# START OF ENTRIES PROVIDED

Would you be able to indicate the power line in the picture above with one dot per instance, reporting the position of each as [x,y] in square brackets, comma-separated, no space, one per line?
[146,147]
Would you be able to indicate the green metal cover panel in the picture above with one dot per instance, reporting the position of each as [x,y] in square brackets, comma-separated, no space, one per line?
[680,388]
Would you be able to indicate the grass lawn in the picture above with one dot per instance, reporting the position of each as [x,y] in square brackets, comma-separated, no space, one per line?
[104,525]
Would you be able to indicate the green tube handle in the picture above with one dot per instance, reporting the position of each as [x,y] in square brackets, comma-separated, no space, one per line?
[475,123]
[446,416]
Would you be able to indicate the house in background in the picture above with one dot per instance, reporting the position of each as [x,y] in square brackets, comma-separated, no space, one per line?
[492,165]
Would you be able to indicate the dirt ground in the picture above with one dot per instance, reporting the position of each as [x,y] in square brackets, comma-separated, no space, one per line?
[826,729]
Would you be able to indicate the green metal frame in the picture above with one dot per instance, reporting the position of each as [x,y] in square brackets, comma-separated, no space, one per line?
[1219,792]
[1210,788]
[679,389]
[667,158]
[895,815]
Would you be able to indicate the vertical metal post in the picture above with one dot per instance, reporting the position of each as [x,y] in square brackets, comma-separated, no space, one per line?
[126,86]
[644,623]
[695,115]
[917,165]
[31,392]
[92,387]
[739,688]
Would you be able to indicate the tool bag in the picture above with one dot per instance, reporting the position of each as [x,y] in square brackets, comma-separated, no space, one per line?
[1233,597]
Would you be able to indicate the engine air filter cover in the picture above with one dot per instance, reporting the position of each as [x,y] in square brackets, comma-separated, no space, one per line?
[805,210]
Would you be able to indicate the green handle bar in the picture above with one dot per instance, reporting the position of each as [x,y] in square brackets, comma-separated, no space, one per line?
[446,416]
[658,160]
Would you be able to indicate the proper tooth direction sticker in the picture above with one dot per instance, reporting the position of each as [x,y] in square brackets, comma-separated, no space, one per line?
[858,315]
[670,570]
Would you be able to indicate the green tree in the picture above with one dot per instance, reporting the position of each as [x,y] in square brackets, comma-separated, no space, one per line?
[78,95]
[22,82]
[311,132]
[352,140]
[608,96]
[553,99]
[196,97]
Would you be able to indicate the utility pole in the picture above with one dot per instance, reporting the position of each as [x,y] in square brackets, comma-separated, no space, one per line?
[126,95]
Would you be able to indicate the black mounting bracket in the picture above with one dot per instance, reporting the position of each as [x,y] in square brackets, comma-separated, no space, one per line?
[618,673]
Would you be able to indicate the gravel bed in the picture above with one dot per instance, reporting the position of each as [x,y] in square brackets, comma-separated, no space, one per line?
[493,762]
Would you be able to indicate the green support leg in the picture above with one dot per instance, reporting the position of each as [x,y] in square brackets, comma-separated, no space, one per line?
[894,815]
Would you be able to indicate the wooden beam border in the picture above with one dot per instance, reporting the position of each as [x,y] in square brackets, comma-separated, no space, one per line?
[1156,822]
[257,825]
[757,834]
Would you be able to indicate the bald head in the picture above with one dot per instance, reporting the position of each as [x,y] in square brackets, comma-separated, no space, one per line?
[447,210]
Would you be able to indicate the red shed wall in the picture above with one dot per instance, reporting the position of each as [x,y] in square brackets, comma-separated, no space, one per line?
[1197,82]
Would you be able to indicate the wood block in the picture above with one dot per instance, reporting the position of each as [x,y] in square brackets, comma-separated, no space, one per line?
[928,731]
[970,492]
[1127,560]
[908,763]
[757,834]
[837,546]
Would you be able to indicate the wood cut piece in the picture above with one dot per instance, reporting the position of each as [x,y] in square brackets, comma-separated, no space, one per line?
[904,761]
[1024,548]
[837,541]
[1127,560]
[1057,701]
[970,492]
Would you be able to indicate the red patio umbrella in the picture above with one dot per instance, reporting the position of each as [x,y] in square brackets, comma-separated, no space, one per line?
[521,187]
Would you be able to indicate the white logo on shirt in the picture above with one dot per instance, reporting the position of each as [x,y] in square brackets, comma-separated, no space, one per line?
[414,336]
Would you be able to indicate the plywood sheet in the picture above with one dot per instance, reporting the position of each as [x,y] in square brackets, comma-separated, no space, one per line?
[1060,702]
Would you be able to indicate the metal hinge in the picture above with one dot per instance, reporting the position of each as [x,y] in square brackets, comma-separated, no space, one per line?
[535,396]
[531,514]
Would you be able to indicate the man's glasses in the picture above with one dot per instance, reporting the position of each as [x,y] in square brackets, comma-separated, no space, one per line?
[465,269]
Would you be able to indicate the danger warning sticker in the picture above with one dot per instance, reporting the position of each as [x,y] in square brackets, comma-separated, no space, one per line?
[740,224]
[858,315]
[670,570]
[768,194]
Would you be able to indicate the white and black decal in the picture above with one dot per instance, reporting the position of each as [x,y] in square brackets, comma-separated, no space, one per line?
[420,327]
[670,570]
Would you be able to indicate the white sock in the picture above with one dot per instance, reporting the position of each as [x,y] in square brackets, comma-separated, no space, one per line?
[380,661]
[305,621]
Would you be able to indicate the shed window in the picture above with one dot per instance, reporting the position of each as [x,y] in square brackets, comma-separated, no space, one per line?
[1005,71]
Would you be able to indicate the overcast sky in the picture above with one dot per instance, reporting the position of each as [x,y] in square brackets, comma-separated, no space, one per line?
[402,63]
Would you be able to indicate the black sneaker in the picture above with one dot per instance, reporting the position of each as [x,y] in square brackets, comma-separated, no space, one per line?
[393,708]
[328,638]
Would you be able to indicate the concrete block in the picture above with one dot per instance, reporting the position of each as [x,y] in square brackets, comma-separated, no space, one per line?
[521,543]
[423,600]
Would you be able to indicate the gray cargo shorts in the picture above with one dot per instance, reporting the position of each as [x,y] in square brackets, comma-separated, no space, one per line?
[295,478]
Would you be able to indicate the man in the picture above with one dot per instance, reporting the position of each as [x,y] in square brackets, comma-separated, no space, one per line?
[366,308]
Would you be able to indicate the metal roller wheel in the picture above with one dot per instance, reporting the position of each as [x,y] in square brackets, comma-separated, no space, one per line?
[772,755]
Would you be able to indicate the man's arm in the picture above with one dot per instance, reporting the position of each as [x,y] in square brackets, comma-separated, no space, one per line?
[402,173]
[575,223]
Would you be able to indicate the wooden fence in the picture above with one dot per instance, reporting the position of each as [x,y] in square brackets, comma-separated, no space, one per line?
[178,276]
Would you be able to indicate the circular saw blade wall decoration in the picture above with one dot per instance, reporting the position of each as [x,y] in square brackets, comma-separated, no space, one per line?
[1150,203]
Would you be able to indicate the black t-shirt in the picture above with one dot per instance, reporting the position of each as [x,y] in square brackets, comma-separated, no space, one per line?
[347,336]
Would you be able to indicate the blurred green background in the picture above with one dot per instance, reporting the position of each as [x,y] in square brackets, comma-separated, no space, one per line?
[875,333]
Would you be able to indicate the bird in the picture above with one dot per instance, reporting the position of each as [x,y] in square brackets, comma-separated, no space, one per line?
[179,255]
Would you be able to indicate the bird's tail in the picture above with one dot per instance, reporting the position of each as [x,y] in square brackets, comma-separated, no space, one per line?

# END OF ENTRIES PROVIDED

▶ [TASK TO COMPLETE]
Quote the data above in full, changing nothing.

▶ [RESPONSE TO THE EXERCISE]
Would you be able to indicate the power line in the picture above with one dot per instance, reporting the position of each as [x,y] in square brackets, comma-separated, no space, one per line?
[146,147]
Would you be able to indicate the green metal cover panel in the picture above with one dot per instance, reporting the position of each as [x,y] in square brackets, comma-separated, no space, one per line?
[680,388]
Would you be able to indicate the grass lawn in the picture above with one dot per instance, reporting the position of each as [x,y] in square brackets, comma-separated, no space, one per line?
[104,525]
Would you be able to indicate the green tube handle in the picture above with one dot per instance, reporting the position of each as [x,y] in square brackets, comma-separated, no space, one per line?
[475,123]
[446,416]
Would you be able to indicate the house in background in the picture above with one dot per instance, reporting the position of each as [x,y] in square brackets, comma-separated, no space, one per line?
[492,165]
Would you be able to indicate the dirt ground in the picture above with one dot per instance, reporting the position of each as [x,y] in square brackets, comma-separated, no space, one per line?
[826,729]
Would you be able to indicate the green metal frame in the picture above with one dot per instance, reporting the position of each as [x,y] in square brackets, comma-separated, no space, one per line?
[1219,792]
[1210,788]
[679,389]
[667,158]
[895,815]
Would you be able to indicate the vertical metal post in the picture above with one dot per instance, reporting the position of each as [x,y] in square brackets, comma-separated, no space, one per line?
[126,86]
[644,623]
[695,115]
[917,165]
[31,392]
[92,387]
[739,688]
Would you be able to indicate the tool bag in the picture above with one dot per instance, reporting the position of each as [x,y] in square brackets, comma-separated, no space, one per line?
[1233,597]
Would you be able to indicate the engine air filter cover in the picture above with one dot per instance, reporting the position of each as [x,y] in square brackets, comma-separated, no space, one per line?
[805,210]
Would you be able to indicate the green handle bar in the picture above with one dot per instance, reporting the position of each as [x,y] in square brackets, comma-separated, no space, one per line?
[446,416]
[658,160]
Would you be able to indicate the proper tooth direction sticker in the picture above with one dot per instance, reporting the position of each as [x,y] in square brackets, comma-separated, no space, one per line?
[858,315]
[670,570]
Would you be able to indicate the green tree in the picture above with one dot per instance, reporting the position of each as [x,y] in square brackets, comma-separated, no space, one per line?
[78,95]
[22,82]
[311,132]
[352,140]
[608,96]
[553,99]
[196,97]
Would you be able to indicate the utility pole in the picture above with one dot per instance, reporting the position of each as [x,y] in square brackets, comma-separated, no space, one per line?
[126,95]
Would you be able to indicate the black mounting bracket in the picture above with one dot per instance, reporting the position of each as [x,y] in square brackets, comma-separated, no space, one per line?
[618,673]
Would you be able to indicate the gravel bed in the picture above with one dot per instance, reporting the position of each as [x,y] in square brackets, comma-separated, no space, one per line?
[493,762]
Would you be able to indicate the green support leg in the picture above with one dot per instance, reporting the position of each as [x,y] in square brackets, comma-separated, no space, one per line?
[894,815]
Would you be able to indicate the wooden beam border in the picture above with one dot per instance, reporting the position of each as [x,y] in square brackets, comma-separated, no space, one per line?
[1156,822]
[257,825]
[757,834]
Would you be able to indicate the bald head in the picture above with one dot per instance, reporting the position of each as [x,y] in square brackets, comma-separated, no space, one per line?
[447,210]
Would you be able to indicate the red shed wall in the picture above with one dot per instance, reporting the position of each as [x,y] in square brackets, comma-separated, no space, one per line?
[1197,82]
Would you be able to indicate the wood block in the picture above with one dot per instance, reporting the position of each as [x,y] in square brackets, comma-separated, no space, one per line?
[928,731]
[970,492]
[1127,560]
[908,763]
[757,834]
[837,546]
Would you be able to indicate the wood cut piece in the picture above with one dot per instance, reporting the position of each as [x,y] in square brackets, comma-separated, no space, one per line?
[904,761]
[1024,548]
[837,541]
[1127,560]
[1057,701]
[970,492]
Would you be able to indicate the red patio umbrella in the picture above with one dot per instance, reporting the position of each as [x,y] in square brackets, comma-separated, no space, one per line?
[521,187]
Would you be able to indicate the white logo on shirt in the picture above with one dot per instance, reporting the position of each as [x,y] in square brackets, comma-separated, no space, one per line?
[414,336]
Would you be able to indicate the plywood sheet in the picture above with one dot per instance, reporting the position of each as [x,y] in square brackets, comma-separated, no space, one per line?
[1060,702]
Would you be able to indicate the metal hinge in the picture above with one dot per instance, reporting the position of each as [x,y] in square brackets, comma-separated, no space, one per line?
[535,396]
[531,514]
Would you be able to indicate the man's glasses in the picture above with one dot per instance, reporting the position of each as [x,y] in square brackets, comma-separated, no space, one per line?
[465,269]
Would you be able to indicate the danger warning sticker in the picture above with one dot per instance, reporting the position of each as [x,y] in square brackets, comma-separated, no space, one per line?
[740,224]
[858,315]
[670,570]
[768,194]
Would you be able to indicate the white and black decal in the picture above with one dot per instance, reporting the position of each as [x,y] in square brackets, comma-separated, no space, one per line?
[420,327]
[670,570]
Would you be able to indicate the white sock in the picture above with one dot per instance, reporting the position of each as [x,y] in square brackets, comma-separated, no space, one per line?
[380,661]
[305,621]
Would you be able to indicate the shed window in the picture above with one dot per instance, reporting the position of each as [x,y] in square brackets, comma-separated, no space, one per line?
[1005,71]
Would you be able to indicate the overcast sky in the picture above with one dot per instance, reporting the position of each as [x,y] in square brackets, comma-separated, no space, one per line?
[402,63]
Would you be able to indicate the black sneaker in the picture above with one dot per instance, reporting the position of each as [x,y] in square brackets, comma-separated, no space, one per line?
[393,708]
[328,638]
Would you be able to indicate the concrete block in the picture above with one dot per instance, reporting the position of each as [x,y] in square brackets, comma-separated, no space, one per line?
[521,543]
[423,600]
Would you be able to indicate the gray cargo shorts in the picture above with one dot per instance, reporting the position of each as [x,y] in square brackets, comma-separated, no space, one per line?
[295,478]
Would you be able to indicate the man in the picture above with one dot per instance, reporting the position of each as [x,y] in square brackets, comma-separated, no space, one per line?
[366,308]
Would you be able to indicate the metal roller wheel in the picture above with one dot per instance, reporting the position of each as [x,y] in square brackets, comma-separated, no space, one per line?
[772,755]
Would you be able to indicate the man's arm in the picture above with one dot per instance, reporting the position of each as [x,y] in square brackets, comma-separated, no space, one per line?
[402,173]
[575,223]
Would you be able to indicate the wooden fence in the picture above with one dot per instance, reporting the position of each as [x,y] in square brackets, comma-separated, no space, one per line?
[178,276]
Would you be able to indicate the circular saw blade wall decoration in the picture above with one dot per instance, reporting the position of each as [x,y] in square brackets, comma-separated, no space, one per line?
[1150,203]
Would you be able to indicate the black t-shirt in the picture above with one dot per instance, reporting the position of each as [x,y] in square brackets, comma-separated, no space, one per line?
[347,336]
Would you be able to indicate the blurred green background in the picture above with one dot per instance, reporting the position of each as [x,y] in square brackets, comma-separated, no space, one per line?
[875,333]
Would you be able to indicate the bird in the picture above with one dot per instance, reporting the position of each as [x,y] in square brackets, comma-separated, no space, one per line?
[179,255]
Would you be able to indicate the bird's tail in the picture above with one dot per instance, reporting the position of each as [x,y] in square brackets, comma-separated, no space, one per line?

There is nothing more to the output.